{mosimage}В начале ХVI века политику Руси опять форматировали в Новгороде
В 1514 году был подписан новгородско-ганзейский договор, а в Новгороде после 20-летнего перерыва был открыт немецкий двор. Правда, никогда торговля с Ганзой уже не станет для новгородцев тем источником богатства и могущества, какой была во времена независимости от Москвы. Однако этот договор был лишь следствием политической комбинации Василия III.
Литовские войны
Но зачем же тогда нужен был этот договор да еще на 10 лет сразу? И здесь большой загадки нет. Нужен был не столько договор с Ганзой, сколько нужны были добрые отношения с Ливонией. В 1512 году Русь начала военные действия против Литвы. В истории это вяло протекавшее мероприятие получило название русско-литовской войны 1512—1522 годов. Однако датой начала этой войны можно было бы назвать и 1500 год, когда Иван III в результате трехлетних военных действий отнял у Литвы почти треть владений: Чернигов, Стародуб, Путивль, Новгород-Северский, Гомель, Брянск, Любеч, Дорогобуж, Торопец, Белая, Мосальск, Любутск, Серпейск, Мосальск и так далее (всего 19 городов). Можно обозначить начало войны и 1507 годом, когда Литва попыталась взять реванш и вернуть потерянные владения.

Данные упражнения.
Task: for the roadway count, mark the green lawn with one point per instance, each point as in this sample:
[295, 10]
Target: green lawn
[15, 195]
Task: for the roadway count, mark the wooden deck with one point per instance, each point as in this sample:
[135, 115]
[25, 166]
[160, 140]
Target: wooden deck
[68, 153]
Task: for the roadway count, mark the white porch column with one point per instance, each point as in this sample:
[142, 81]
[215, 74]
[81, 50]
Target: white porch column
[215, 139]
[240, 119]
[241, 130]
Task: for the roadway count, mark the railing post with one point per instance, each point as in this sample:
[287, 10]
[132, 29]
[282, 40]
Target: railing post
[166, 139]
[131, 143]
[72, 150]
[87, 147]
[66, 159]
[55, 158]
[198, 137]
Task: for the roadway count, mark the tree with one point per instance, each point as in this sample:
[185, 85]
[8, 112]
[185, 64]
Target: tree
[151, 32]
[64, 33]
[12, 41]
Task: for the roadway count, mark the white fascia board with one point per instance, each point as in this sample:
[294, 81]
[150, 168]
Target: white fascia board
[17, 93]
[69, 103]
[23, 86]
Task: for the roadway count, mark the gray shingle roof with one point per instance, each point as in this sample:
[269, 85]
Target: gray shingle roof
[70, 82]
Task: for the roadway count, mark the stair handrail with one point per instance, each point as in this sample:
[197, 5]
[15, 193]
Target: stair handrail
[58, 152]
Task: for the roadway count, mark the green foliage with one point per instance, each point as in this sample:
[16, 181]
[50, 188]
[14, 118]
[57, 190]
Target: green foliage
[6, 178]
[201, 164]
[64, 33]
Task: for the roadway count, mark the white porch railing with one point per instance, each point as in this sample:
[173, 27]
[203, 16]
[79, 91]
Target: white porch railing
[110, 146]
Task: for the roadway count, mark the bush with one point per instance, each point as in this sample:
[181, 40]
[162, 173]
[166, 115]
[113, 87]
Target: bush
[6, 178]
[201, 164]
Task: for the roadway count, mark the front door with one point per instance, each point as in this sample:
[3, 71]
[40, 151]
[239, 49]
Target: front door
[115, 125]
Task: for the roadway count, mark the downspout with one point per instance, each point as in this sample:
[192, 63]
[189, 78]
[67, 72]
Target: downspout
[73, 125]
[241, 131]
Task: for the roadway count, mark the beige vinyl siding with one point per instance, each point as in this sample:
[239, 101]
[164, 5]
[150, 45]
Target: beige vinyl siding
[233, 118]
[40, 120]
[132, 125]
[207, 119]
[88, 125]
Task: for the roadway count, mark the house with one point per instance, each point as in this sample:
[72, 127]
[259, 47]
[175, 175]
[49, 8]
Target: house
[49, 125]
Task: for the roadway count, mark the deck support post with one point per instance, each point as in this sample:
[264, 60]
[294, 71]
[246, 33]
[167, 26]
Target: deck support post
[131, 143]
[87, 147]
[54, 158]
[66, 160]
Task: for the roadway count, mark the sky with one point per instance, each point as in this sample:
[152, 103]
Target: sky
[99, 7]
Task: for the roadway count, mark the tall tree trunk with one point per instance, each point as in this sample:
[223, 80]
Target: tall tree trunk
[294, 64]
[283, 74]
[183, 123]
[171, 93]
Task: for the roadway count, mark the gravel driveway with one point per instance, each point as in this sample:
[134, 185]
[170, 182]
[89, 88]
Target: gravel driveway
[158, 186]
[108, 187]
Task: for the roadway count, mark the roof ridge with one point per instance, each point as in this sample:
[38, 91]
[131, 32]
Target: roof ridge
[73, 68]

Что сделать.
• 1. Проверьте по фрагменту о новгородско-ганзейском договоре утверждения: (а) договор с Ганзой был подписан в 1514 году; (б) немецкий двор в Новгороде открыли после 10-летнего перерыва; (в) Русь начала военные действия против Литвы в 1512 году. Для каждого ответьте «да» или «нет» и дословно приведите решающие слова текста.
• 2. Замените в записях «gravel driveway» на «asphalt driveway», больше ничего не меняя. Выведите только строки записей начиная со строки, где есть «Task: for the roadway count, mark the house», и до конца записей включительно.

Ответы.
• 1.
(а) Да: «В 1514 году был подписан новгородско-ганзейский договор».
(б) Нет: «после 20-летнего перерыва был открыт немецкий двор».
(в) Да: «В 1512 году Русь начала военные действия против Литвы».

• 2.
Task: for the roadway count, mark the house with one point per instance, each point as in this sample:
[72, 127]
[259, 47]
[175, 175]
[49, 8]
Target: house
[49, 125]
Task: for the roadway count, mark the deck support post with one point per instance, each point as in this sample:
[264, 60]
[294, 71]
[246, 33]
[167, 26]
Target: deck support post
[131, 143]
[87, 147]
[54, 158]
[66, 160]
Task: for the roadway count, mark the sky with one point per instance, each point as in this sample:
[152, 103]
Target: sky
[99, 7]
Task: for the roadway count, mark the tall tree trunk with one point per instance, each point as in this sample:
[223, 80]
Target: tall tree trunk
[294, 64]
[283, 74]
[183, 123]
[171, 93]
Task: for the roadway count, mark the asphalt driveway with one point per instance, each point as in this sample:
[134, 185]
[170, 182]
[89, 88]
Target: asphalt driveway
[158, 186]
[108, 187]
Task: for the roadway count, mark the roof ridge with one point per instance, each point as in this sample:
[38, 91]
[131, 32]
Target: roof ridge
[73, 68]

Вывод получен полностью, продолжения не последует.